[Dataset excerpts]
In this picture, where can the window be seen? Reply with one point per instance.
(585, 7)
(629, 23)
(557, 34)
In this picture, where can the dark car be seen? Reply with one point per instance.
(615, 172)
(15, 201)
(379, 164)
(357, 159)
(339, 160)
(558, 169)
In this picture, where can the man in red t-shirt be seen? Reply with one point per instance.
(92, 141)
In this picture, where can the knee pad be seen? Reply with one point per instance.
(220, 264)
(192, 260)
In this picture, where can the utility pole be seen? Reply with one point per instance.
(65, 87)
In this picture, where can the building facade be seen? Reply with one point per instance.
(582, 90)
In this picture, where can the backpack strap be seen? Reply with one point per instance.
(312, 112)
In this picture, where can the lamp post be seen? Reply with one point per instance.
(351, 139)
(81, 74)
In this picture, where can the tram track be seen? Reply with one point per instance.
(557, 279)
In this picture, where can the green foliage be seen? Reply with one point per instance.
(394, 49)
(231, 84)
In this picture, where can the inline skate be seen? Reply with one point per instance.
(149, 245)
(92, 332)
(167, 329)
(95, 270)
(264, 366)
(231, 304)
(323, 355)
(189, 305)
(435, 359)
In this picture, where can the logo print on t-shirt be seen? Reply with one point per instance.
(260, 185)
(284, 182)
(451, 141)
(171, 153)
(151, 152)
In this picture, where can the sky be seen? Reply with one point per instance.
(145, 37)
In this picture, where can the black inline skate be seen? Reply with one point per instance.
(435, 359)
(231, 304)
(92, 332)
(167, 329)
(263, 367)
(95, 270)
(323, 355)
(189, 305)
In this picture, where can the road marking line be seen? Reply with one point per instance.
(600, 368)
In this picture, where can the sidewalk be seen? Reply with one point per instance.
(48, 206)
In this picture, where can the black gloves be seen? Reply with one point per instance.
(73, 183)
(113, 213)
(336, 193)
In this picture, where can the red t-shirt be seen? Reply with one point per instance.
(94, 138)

Task instructions.
Print out each record above exactly, with nothing omitted.

Worked solution.
In this picture, where can the window be seen? Reply with one point per instance.
(585, 7)
(629, 23)
(557, 34)
In this picture, where can the dark car be seen? Reply with one point per instance.
(615, 172)
(15, 201)
(379, 164)
(357, 159)
(339, 160)
(558, 169)
In this picture, where can the man in red t-shirt be seen? Reply with one point per instance.
(92, 141)
In this picture, where can the knee pad be seen? Reply with one point per instance.
(220, 264)
(192, 260)
In this picture, where can the utility pole be seen? Reply with one point per instance.
(65, 87)
In this picture, where can the building facade be seen? Reply with one point per instance.
(582, 90)
In this picture, where can the backpack strap be seen? Reply with one point per instance.
(312, 112)
In this picture, where can the lamp post be seen? Reply with one point per instance.
(351, 139)
(81, 74)
In this picture, where can the tram track be seen? Reply with one point per instance.
(557, 279)
In this picture, where can the green foliage be seen? Reply with one point per instance.
(394, 49)
(231, 84)
In this picture, where can the inline skate be seen? Reply with one point per instance.
(149, 245)
(92, 332)
(167, 329)
(95, 270)
(264, 366)
(231, 304)
(323, 355)
(189, 305)
(435, 359)
In this picture, where can the logo print on t-shirt be seen? Reply with one point per instance.
(260, 185)
(284, 182)
(451, 141)
(171, 153)
(151, 152)
In this picture, where can the sky be seen? Reply with one point per instance.
(145, 37)
In this picture, where can the black inline skate be seen? Reply with one point per instance.
(435, 359)
(231, 304)
(92, 332)
(167, 329)
(263, 367)
(95, 270)
(323, 355)
(189, 305)
In this picture, where can the road marking line be seen? Reply with one point per instance.
(600, 368)
In this picture, where can the sidewalk be seen? Reply with one point per instance.
(48, 206)
In this picture, where can the black gloves be seen? Reply with one point per instance.
(73, 183)
(113, 213)
(336, 193)
In this picture, where can the red t-shirt be seen? Reply with one point per instance.
(94, 138)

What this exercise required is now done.